**Your goal:** Starting at the top line, return each entry word for word.

**Source records:**
# # #

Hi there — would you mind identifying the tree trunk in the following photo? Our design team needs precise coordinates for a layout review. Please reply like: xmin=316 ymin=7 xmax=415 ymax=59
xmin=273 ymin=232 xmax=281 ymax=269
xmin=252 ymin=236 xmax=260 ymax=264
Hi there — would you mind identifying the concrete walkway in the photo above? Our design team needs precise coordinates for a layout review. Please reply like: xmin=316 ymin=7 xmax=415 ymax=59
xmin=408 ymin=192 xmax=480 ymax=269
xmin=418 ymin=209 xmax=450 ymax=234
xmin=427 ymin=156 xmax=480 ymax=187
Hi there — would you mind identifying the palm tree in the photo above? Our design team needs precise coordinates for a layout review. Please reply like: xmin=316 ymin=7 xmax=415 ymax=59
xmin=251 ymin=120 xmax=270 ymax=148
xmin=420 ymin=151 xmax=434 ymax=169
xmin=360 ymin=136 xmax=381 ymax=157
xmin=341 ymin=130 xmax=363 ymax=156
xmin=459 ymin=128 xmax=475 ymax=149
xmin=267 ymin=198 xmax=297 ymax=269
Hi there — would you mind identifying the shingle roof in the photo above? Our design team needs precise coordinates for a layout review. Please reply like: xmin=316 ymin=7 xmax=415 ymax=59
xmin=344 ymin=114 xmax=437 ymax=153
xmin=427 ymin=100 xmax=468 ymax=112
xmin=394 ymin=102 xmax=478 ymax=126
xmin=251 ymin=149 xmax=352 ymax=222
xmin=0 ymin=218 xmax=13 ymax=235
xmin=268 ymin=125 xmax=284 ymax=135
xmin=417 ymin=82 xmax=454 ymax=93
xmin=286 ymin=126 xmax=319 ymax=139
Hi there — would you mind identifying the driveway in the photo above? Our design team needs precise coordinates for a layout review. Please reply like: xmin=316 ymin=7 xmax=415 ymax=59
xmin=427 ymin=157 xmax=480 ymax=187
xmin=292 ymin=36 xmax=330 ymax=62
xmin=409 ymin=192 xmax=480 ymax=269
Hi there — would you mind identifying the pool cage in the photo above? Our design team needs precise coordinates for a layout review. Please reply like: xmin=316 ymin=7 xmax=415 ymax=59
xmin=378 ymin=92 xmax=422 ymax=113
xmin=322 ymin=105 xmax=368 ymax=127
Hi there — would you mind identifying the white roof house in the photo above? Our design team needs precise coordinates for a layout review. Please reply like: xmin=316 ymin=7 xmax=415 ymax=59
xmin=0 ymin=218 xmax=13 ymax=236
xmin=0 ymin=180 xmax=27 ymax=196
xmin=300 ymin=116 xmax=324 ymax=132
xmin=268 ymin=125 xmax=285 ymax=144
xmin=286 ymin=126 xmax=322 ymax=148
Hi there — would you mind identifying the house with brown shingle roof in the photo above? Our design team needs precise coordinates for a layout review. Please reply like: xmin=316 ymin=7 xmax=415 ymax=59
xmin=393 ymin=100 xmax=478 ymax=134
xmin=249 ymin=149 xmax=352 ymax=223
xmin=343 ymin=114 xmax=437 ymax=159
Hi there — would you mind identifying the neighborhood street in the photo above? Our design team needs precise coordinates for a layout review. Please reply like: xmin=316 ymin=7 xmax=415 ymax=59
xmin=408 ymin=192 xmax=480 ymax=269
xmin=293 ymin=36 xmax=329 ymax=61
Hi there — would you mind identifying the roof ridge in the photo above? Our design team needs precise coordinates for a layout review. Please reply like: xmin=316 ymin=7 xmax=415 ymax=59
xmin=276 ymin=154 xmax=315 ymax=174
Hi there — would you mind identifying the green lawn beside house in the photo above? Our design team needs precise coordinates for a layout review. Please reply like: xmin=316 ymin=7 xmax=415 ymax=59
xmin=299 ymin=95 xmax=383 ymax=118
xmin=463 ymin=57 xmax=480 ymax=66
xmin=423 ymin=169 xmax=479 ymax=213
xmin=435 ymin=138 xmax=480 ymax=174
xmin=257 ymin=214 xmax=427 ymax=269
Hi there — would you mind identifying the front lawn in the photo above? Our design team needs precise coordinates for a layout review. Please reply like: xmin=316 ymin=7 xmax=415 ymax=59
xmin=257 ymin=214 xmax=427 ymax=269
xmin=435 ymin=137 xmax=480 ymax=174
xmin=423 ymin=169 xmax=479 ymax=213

# # #

**Solved exercise:**
Hi there — would you mind identifying the tree trunk in the following photo? Our design team needs precise coordinates for a layout review. Please reply like: xmin=316 ymin=7 xmax=415 ymax=59
xmin=273 ymin=232 xmax=281 ymax=269
xmin=252 ymin=236 xmax=260 ymax=264
Hi there — would you mind identifying the concrete walkway in the photo above? Our design team needs precise coordinates for a layout review. Please reply like: xmin=316 ymin=7 xmax=415 ymax=59
xmin=408 ymin=192 xmax=480 ymax=269
xmin=418 ymin=209 xmax=450 ymax=234
xmin=427 ymin=156 xmax=480 ymax=187
Hi there — would you mind identifying the palm tree in the photo above? Our design team needs precise coordinates for a layout review. Please reply like: xmin=316 ymin=7 xmax=415 ymax=59
xmin=251 ymin=120 xmax=270 ymax=148
xmin=420 ymin=151 xmax=434 ymax=169
xmin=360 ymin=136 xmax=381 ymax=157
xmin=341 ymin=130 xmax=363 ymax=156
xmin=459 ymin=128 xmax=475 ymax=149
xmin=267 ymin=198 xmax=297 ymax=269
Hi there — would you mind identifying the shingle roof in the photo above? Our design team needs precise coordinates for a layout review. Please reply like: xmin=316 ymin=7 xmax=415 ymax=59
xmin=344 ymin=114 xmax=437 ymax=153
xmin=427 ymin=100 xmax=468 ymax=112
xmin=394 ymin=102 xmax=478 ymax=126
xmin=251 ymin=149 xmax=352 ymax=222
xmin=0 ymin=218 xmax=13 ymax=235
xmin=268 ymin=125 xmax=284 ymax=135
xmin=417 ymin=82 xmax=454 ymax=93
xmin=286 ymin=126 xmax=319 ymax=139
Hi there — would you mind identifying the driveway in the photo above? Our design team needs precise coordinates for a layout review. Please reply like: xmin=316 ymin=7 xmax=415 ymax=59
xmin=427 ymin=157 xmax=480 ymax=187
xmin=292 ymin=36 xmax=330 ymax=62
xmin=409 ymin=192 xmax=480 ymax=269
Hi there — would you mind identifying the pool cage in the photo above? Our design team needs precise coordinates for a layout review. Please reply like: xmin=316 ymin=7 xmax=415 ymax=59
xmin=378 ymin=92 xmax=422 ymax=113
xmin=322 ymin=105 xmax=368 ymax=127
Hi there — would you mind identifying the white roof house in the photo above? Our design team needs precise coordinates for a layout review. Please reply like: xmin=316 ymin=7 xmax=415 ymax=59
xmin=0 ymin=218 xmax=13 ymax=236
xmin=0 ymin=180 xmax=27 ymax=196
xmin=300 ymin=116 xmax=324 ymax=132
xmin=268 ymin=125 xmax=285 ymax=144
xmin=286 ymin=126 xmax=322 ymax=148
Hi there — would you mind identifying the house with brown shingle roof in the photo above? Our design team needs precise coordinates for a layout review. Please reply like: xmin=316 ymin=7 xmax=415 ymax=59
xmin=393 ymin=100 xmax=478 ymax=134
xmin=249 ymin=149 xmax=352 ymax=223
xmin=343 ymin=114 xmax=437 ymax=159
Hi there — would you mind identifying the neighborhood street in the photo above? Our design team needs precise coordinates for a layout review. Please reply like: xmin=316 ymin=7 xmax=415 ymax=59
xmin=408 ymin=192 xmax=480 ymax=269
xmin=293 ymin=36 xmax=329 ymax=61
Hi there — would you mind identifying the roof ridge in the photo above? Our design team needs precise coordinates for a layout review. Please reply like: xmin=316 ymin=7 xmax=415 ymax=59
xmin=276 ymin=154 xmax=315 ymax=174
Hi there — would you mind identifying the green lawn beside house in the photo above? Our design team needs precise coordinates for a layout review. Please reply like: xmin=316 ymin=7 xmax=415 ymax=59
xmin=299 ymin=95 xmax=383 ymax=118
xmin=463 ymin=57 xmax=480 ymax=66
xmin=423 ymin=169 xmax=479 ymax=213
xmin=435 ymin=138 xmax=480 ymax=174
xmin=257 ymin=214 xmax=427 ymax=269
Hi there — would you mind identifying the front lawn in the photo above? Our design team needs precise coordinates for a layout review. Please reply like: xmin=316 ymin=7 xmax=415 ymax=59
xmin=257 ymin=214 xmax=427 ymax=269
xmin=435 ymin=137 xmax=480 ymax=174
xmin=423 ymin=169 xmax=479 ymax=213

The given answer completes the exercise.